The listing must be reproduced in full, exactly as it stands.

Given records —
-=-=-

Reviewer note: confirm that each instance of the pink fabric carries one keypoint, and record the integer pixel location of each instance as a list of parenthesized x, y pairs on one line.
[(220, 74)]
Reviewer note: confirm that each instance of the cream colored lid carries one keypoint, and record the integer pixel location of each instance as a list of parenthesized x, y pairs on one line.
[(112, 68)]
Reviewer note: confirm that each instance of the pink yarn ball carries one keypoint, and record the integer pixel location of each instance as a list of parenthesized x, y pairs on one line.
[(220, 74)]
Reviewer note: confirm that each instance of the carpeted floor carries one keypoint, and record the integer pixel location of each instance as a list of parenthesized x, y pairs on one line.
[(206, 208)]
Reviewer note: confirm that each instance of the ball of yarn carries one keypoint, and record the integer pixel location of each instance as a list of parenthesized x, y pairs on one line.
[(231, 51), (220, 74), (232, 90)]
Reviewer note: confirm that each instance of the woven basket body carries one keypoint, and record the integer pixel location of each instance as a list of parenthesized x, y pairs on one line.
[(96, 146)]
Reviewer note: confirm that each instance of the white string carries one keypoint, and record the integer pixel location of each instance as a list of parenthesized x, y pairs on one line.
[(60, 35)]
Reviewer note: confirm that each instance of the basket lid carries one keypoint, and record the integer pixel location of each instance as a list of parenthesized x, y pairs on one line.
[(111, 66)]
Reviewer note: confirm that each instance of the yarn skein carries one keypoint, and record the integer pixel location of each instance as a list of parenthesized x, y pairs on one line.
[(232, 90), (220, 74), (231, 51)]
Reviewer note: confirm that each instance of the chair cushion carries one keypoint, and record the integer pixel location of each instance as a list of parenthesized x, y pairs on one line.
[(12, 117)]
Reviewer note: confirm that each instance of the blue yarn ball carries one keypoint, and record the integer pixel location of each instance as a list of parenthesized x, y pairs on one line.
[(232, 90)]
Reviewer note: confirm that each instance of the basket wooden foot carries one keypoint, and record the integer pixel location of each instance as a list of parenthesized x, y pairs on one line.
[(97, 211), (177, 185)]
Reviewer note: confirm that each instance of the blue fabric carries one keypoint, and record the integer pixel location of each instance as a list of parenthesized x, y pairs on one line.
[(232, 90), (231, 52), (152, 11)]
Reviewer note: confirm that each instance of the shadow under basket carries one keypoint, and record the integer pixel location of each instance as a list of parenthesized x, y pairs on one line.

-=-=-

Exercise answer —
Reviewer note: confirm that each instance of the pink fabric carries one keypoint, and record the integer pixel location of each instance as a list of parenthesized x, y pairs on one line.
[(220, 74)]
Reviewer note: confirm that each instance of the cream colored lid carries one keypoint, and record the integer pixel location of each instance as a list of parenthesized x, y pairs on one line.
[(112, 68)]
Reviewer note: confirm that each instance of the pink yarn ball carries one keypoint, and record the integer pixel location of each instance as a list of parenthesized x, y pairs on one line.
[(220, 74)]
Reviewer note: confirm that each instance of the carpeted floor carries one keypoint, and record the integer pixel location of each instance as a list of parenthesized x, y pairs on one line.
[(206, 208)]
Reviewer note: confirm that each instance of the ball of yarn carries one keypoint, and record the integer pixel location of each instance as a list of parenthesized x, y pairs on one line.
[(231, 51), (220, 74), (232, 90)]
Reviewer note: confirm that each instance of the woven basket body carries one keypoint, and record the integer pixel location of each instance as a list of parenthesized x, y pairs on one line.
[(96, 146)]
Reviewer note: confirm that each instance of the white string carries one keypoint, and record the integer pixel location of each instance as a list of parenthesized x, y pairs on one line.
[(60, 35)]
Reviewer note: confirm that each instance of the basket lid carries one keypoint, and record the integer pixel location of each instance as a list of parenthesized x, y pairs on one line.
[(111, 66)]
Reviewer note: confirm that each instance of the yarn skein carries one keypoint, and record the integer pixel location of each instance as a list of parenthesized x, y pairs on one line.
[(232, 90), (220, 74), (231, 51)]
Reviewer note: confirm that each instance of the chair cushion carries one keypoint, and record the integer pixel location of each instance as a list of parenthesized x, y pairs on one line.
[(12, 117)]
Reviewer note: confirm that each instance of the blue yarn ball carries one keypoint, and record the integer pixel location of each instance as a list of parenthesized x, y pairs on one line.
[(232, 90)]
Reviewer note: confirm that each instance of the basket wooden foot carries one keypoint, and record the integer pixel location of each instance as a list of parenthesized x, y pairs on one line.
[(97, 211), (177, 185)]
Reviewer note: confirm that each instance of the blue fabric carries one keypoint, and record the integer pixel location of each instance as a list of parenthesized x, y pairs on one line.
[(232, 90), (231, 52), (152, 11)]
Reviewer note: confirm that each instance of the shadow under basket carries one keypoint, and record the integer pixel location of each instance as a list of parenthesized x, y pairs on one line.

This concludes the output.